*RECORDS FOR THE TASK*:
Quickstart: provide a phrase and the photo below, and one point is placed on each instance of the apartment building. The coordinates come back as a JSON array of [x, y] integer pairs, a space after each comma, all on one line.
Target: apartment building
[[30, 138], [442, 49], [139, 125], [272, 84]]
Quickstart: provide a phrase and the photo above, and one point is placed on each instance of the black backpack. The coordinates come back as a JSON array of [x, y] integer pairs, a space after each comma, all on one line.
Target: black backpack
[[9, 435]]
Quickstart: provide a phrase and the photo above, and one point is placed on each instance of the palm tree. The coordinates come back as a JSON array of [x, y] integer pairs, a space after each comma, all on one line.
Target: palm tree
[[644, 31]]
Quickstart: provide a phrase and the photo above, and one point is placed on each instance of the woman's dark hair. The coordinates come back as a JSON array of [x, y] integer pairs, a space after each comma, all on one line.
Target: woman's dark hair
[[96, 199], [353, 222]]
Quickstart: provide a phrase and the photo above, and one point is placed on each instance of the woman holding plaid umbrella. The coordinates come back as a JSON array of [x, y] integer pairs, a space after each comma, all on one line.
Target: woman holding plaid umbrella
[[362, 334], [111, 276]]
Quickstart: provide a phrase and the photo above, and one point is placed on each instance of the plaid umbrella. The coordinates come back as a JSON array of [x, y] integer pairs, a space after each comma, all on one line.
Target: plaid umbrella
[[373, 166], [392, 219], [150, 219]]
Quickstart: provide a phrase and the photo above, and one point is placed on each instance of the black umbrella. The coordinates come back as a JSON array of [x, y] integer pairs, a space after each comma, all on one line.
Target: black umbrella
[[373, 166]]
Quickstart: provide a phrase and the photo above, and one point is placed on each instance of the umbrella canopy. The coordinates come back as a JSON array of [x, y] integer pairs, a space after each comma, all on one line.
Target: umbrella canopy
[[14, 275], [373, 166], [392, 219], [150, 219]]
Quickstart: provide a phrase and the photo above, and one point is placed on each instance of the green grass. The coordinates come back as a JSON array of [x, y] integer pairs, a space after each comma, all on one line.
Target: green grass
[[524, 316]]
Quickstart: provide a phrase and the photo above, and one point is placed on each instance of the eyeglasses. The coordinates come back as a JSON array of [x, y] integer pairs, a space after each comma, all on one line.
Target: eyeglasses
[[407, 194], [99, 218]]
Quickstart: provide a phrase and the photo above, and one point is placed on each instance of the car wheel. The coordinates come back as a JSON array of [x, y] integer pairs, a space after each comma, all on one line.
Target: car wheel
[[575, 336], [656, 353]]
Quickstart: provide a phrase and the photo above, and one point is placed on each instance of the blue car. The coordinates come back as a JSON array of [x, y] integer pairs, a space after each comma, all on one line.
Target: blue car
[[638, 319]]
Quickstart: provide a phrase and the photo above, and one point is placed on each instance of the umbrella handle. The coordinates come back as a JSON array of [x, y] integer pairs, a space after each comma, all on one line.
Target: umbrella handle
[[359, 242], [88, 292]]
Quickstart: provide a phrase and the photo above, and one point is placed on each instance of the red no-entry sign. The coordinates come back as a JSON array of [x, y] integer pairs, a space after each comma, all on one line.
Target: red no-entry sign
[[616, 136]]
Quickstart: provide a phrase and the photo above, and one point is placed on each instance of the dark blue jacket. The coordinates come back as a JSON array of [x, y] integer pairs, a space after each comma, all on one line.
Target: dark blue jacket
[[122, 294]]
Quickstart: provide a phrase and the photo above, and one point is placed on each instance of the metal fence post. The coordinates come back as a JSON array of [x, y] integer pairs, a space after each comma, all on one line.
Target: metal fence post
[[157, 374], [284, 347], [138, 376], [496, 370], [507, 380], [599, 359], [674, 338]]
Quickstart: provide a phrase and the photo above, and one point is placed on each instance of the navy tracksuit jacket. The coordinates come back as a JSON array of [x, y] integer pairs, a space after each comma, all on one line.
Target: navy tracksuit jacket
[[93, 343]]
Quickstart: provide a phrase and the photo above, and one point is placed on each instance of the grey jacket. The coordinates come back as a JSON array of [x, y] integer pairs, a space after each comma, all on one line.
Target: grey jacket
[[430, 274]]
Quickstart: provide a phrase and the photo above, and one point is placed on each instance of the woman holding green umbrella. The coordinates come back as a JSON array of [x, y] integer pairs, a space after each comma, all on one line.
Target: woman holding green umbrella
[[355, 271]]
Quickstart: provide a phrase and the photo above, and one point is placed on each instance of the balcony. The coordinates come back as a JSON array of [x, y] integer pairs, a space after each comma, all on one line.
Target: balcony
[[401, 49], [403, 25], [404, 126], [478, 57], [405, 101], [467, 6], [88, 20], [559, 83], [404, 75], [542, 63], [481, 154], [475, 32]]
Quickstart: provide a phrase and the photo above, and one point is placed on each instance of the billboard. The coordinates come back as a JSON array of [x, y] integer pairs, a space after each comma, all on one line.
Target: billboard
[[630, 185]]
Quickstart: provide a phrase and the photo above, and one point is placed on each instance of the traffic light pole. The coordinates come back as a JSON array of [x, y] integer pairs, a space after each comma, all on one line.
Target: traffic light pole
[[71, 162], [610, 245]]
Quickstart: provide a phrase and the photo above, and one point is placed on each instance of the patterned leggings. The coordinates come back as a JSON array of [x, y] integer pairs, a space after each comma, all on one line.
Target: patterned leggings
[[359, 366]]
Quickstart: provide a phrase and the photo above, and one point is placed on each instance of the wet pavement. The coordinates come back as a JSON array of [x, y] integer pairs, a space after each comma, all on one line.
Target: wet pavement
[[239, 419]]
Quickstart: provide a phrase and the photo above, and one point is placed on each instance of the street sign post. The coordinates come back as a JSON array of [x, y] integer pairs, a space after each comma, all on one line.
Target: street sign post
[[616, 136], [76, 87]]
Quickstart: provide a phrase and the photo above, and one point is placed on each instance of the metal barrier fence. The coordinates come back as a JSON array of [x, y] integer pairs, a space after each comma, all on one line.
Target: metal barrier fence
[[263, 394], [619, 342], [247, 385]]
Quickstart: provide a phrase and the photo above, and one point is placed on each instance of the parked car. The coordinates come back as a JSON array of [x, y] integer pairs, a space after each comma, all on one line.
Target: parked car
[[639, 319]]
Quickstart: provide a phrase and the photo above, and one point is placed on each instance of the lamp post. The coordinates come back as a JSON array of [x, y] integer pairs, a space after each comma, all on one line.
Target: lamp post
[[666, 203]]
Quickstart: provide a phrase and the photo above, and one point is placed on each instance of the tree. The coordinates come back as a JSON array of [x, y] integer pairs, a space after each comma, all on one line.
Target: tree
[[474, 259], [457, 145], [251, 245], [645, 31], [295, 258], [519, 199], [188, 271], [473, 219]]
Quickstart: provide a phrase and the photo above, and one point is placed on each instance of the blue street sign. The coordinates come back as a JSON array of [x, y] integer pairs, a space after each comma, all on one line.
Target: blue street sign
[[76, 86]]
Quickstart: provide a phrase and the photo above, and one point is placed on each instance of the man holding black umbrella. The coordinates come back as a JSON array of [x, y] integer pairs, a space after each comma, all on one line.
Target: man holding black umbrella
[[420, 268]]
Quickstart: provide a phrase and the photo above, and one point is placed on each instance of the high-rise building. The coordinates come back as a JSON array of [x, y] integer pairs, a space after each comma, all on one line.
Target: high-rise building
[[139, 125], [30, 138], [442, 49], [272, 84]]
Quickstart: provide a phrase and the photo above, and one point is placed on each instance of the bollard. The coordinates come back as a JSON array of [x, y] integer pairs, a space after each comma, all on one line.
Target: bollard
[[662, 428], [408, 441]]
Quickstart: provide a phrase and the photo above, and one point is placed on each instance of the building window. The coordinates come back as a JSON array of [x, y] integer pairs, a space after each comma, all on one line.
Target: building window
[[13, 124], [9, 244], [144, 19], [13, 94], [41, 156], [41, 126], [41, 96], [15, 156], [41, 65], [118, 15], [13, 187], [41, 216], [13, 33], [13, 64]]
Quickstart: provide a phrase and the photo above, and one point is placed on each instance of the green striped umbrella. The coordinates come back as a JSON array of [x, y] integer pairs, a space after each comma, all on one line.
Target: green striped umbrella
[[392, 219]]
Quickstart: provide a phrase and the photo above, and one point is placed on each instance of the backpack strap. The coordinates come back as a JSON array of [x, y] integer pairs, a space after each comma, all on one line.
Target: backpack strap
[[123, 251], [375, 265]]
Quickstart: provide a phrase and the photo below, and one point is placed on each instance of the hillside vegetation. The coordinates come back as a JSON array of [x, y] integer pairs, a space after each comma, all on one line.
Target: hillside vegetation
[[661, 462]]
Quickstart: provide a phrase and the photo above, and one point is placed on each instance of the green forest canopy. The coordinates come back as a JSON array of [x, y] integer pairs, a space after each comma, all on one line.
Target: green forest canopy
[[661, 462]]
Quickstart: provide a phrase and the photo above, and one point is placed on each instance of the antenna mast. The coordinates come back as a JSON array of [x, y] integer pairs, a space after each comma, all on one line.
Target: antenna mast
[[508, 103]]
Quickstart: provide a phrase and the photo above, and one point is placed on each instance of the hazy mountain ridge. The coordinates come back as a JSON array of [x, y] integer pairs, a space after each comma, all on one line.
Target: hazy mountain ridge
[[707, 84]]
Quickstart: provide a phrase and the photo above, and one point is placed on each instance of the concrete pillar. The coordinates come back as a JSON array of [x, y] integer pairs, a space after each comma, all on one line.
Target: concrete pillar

*EXERCISE BRIEF*: Starting at the line that contains "of the backpack" and ending at the line that contains "Target: backpack strap", recast those lines from the items above as a numbered list, leaving out any blank lines.

*TASK OUTPUT*:
1. Quickstart: provide a phrase and the photo above, and one point is placed on each instance of the backpack strap. The coordinates come back as a JSON array of [x, y] integer pairs, a space after each comma, all on one line.
2. Target: backpack strap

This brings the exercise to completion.